• _Text passage_
Skip to content

sharding design

Kadyapam edited this page Jun 4, 2026 · 2 revisions

Sharding Design (Phase F)

This page is the durable design doc for Phase F of the Rust server FastAPI parity port (noetl/ai-meta#49). R1 of Phase F (noetl/server#40) codifies the survey findings into the design that R2–R5 implement.

Scope: the cluster-level orchestration that lets noetl-server run as N replicas, each owning a slice of executions, while every playbook still observes single-server semantics.

Out of scope (callable later, not now): multi-region; per-tenant sharding; dynamic re-sharding (adding shards on the fly); cross-shard joins.

TL;DR

  1. Shard key: hash(execution_id) % N on the full 64-bit snowflake.
  2. Routing: gateway-aware for Phase F. The ingress load balancer extracts execution_id from the request and dispatches to the owning shard via consistent hashing. Server-aware proxying is a Phase G optimization.
  3. Per-execution tables (event, command, execution, outbox, variables) partition by execution_id.
  4. Cluster-wide tables (catalog, credential, keychain, runtime) live on a single Postgres master for Phase F; per- shard read replicas as Phase G if replication lag bites.
  5. Load-bearing prerequisite: app-side snowflake IDs must land before R4 (DB sharding). Per observability.md Principle 3, execution_id is generated in the application, not by the DB. Currently the Rust server still calls noetl.snowflake_id(); this wants to flip first.

• _Problems and tasks_
**A)** Find each line in the records below that contains the string "dark", treating case as significant, and copy every such line.
**B)** Pick up the sharding design page after its last line and write the next part.

[Excerpts of pointing data]

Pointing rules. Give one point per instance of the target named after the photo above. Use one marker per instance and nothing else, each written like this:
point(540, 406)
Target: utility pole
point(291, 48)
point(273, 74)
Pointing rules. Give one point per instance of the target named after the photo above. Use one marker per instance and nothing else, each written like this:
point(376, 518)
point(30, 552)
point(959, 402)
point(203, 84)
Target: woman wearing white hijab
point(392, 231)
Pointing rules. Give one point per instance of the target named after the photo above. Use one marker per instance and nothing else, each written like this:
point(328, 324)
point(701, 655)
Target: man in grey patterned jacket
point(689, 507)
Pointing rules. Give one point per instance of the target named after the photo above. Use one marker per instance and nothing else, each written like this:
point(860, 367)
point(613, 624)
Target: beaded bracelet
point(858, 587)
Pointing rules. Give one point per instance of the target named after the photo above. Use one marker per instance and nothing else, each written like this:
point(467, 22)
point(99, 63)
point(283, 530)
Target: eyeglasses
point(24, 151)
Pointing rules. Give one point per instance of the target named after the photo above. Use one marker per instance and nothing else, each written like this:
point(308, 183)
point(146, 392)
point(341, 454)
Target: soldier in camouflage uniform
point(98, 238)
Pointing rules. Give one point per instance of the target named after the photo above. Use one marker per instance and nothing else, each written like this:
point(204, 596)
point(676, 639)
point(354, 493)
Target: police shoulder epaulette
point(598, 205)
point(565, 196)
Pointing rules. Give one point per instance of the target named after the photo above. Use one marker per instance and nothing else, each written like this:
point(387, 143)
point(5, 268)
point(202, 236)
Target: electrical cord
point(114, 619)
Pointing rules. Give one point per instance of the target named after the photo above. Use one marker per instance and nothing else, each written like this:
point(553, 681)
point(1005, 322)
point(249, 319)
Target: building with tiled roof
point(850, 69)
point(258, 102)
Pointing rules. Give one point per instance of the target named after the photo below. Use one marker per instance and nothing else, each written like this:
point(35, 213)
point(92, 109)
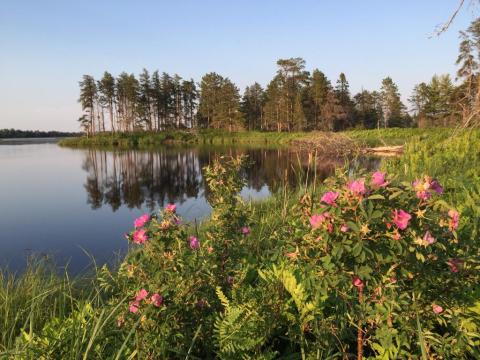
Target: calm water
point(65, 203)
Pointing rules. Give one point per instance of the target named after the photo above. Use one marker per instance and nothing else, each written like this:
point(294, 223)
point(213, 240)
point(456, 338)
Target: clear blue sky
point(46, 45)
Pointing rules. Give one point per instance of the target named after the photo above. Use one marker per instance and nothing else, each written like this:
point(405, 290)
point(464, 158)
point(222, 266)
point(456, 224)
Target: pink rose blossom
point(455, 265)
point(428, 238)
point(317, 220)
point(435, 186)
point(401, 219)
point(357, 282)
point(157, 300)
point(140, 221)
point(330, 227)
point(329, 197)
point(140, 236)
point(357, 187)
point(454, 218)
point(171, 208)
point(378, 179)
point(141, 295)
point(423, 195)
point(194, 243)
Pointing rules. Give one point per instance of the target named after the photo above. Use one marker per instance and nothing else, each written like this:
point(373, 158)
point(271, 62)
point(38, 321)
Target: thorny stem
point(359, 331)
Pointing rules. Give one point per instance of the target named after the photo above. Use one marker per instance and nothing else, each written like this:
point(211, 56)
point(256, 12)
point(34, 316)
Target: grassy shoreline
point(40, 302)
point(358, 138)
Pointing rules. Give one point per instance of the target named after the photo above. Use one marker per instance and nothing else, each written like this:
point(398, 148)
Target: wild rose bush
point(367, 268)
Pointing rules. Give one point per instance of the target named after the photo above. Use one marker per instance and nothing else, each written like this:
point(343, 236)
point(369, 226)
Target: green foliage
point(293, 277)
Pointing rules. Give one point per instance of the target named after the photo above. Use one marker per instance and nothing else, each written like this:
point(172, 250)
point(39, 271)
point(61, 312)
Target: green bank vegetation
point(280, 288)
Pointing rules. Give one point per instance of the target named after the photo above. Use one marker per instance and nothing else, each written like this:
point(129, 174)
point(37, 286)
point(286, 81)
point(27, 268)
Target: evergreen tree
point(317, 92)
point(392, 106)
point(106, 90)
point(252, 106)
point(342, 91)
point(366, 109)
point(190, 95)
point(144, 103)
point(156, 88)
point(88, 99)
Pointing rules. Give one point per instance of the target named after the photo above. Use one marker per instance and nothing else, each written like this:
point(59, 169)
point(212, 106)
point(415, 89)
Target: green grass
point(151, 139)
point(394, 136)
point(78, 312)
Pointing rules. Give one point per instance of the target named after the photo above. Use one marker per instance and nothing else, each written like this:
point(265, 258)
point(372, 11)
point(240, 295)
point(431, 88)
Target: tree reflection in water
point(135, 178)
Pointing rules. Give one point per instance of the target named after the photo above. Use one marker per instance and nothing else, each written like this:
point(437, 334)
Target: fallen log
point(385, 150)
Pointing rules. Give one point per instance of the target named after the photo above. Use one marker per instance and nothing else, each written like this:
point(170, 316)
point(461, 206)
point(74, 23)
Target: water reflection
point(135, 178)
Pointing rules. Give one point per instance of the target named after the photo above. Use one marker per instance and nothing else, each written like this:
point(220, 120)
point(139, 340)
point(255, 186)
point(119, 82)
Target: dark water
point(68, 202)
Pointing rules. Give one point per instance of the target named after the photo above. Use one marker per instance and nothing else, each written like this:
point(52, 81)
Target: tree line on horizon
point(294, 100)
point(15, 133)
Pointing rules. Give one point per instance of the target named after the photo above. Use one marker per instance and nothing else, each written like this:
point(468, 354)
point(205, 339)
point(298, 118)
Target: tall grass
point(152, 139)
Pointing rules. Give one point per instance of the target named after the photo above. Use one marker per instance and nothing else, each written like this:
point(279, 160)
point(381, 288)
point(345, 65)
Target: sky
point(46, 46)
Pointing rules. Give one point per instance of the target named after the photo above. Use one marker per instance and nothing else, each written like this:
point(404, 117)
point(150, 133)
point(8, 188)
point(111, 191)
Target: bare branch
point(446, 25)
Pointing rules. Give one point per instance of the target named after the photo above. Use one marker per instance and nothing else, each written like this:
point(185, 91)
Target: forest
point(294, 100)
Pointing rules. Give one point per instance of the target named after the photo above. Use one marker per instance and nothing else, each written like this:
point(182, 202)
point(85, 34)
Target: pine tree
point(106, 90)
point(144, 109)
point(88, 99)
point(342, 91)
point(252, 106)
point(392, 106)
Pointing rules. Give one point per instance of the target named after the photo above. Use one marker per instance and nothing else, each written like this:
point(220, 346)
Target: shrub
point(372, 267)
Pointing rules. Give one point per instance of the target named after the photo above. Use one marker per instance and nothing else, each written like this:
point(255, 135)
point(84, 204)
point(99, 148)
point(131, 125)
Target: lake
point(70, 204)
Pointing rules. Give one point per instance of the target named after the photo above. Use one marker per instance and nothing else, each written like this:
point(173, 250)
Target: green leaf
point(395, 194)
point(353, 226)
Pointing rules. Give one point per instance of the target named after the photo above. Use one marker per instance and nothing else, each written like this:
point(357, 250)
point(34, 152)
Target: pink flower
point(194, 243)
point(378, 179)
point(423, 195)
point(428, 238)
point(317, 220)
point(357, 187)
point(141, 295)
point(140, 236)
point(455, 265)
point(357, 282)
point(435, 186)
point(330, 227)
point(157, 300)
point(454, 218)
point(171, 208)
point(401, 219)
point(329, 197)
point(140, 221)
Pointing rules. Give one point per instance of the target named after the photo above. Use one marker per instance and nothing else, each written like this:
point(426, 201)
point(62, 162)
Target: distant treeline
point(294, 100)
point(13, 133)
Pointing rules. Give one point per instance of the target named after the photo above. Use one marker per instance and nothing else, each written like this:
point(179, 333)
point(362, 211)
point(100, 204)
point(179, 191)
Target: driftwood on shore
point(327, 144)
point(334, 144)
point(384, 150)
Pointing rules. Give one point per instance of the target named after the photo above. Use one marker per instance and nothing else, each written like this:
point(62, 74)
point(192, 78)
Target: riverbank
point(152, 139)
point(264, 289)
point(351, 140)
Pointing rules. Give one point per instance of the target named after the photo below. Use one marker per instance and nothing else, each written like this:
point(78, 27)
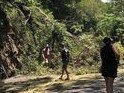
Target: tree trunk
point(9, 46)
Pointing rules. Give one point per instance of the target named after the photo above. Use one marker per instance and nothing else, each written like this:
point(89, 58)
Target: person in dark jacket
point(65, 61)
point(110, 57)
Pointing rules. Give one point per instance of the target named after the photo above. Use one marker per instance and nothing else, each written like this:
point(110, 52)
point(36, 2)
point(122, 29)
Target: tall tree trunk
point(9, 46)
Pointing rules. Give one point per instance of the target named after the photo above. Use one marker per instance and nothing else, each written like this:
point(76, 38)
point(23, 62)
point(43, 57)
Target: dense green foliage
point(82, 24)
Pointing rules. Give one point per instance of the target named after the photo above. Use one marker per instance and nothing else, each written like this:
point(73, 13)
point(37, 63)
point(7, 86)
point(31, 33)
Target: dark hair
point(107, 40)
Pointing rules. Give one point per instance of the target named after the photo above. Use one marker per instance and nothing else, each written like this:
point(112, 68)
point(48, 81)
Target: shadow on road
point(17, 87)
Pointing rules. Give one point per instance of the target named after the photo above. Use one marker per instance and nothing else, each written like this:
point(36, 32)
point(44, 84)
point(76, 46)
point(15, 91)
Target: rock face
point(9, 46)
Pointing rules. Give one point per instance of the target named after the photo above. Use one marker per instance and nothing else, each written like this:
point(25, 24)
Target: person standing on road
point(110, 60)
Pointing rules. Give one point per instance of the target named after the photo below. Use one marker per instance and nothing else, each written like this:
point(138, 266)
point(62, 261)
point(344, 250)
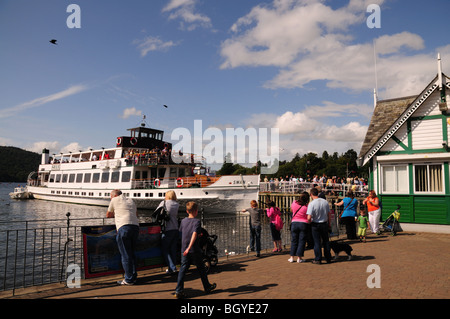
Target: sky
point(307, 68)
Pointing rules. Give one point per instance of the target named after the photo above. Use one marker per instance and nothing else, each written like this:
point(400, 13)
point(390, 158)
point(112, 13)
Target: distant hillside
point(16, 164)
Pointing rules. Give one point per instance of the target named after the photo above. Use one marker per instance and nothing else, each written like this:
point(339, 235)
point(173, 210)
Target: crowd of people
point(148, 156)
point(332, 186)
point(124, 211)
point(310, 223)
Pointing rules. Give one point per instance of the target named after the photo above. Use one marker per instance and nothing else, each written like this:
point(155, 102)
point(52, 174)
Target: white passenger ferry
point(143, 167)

• _Answers for the tasks_
**A)**
Target: dark water
Target: person in dark jacket
Target: dark hair

**B)**
Why the architecture is already ready

The survey (Umbrella-Rust-Server-Port Phase F section) found that every per-execution operation is already keyed by execution_id:

  • publish_command_notification (execute.rs:535) already derives NATS subjects as noetl.commands.{system|shared}.<execution_id>, mirroring the Python pool_routing scheme. Pattern extends trivially to noetl.commands.{shard_N}.<execution_id>.
  • The orchestrator (engine/orchestrator.rs::WorkflowOrchestrator) is stateless re: execution — every trigger loads events fresh from the DB. No in-memory state means sharding adds routing complexity only, not state-migration complexity.
  • Advisory locks for command claiming (events.rs::claim_command) are scoped to command_id, which lives on one shard. No cross-shard locking needed.
  • Transient variables (noetl.variables) are already keyed by execution_id.

Sharding is an orchestration problem.

Shard assignment

fn shard_for(execution_id: i64, shard_count: u32) -> u32 {
    use std::hash::{Hash, Hasher};
    let mut h = std::collections::hash_map::DefaultHasher::new();
    execution_id.hash(&mut h);
    (h.finish() % shard_count as u64) as u32
}

Why hash(execution_id) % N, not execution_id % N:

The snowflake i64 has layout [timestamp: 41][machine_id: 10][sequence: 12]. A naive modulo on the raw value gives hot spots because the low- order bits (the 12-bit sequence) cycle predictably within each ms on each machine, and the high-order bits (timestamp) advance together across all producers. Modulo on a hash distributes evenly.

Why not timestamp % N: all executions started in the same second hit the same shard.

Why not machine_id % N: executions cluster by the machine that generated the snowflake (the gateway pod, in practice).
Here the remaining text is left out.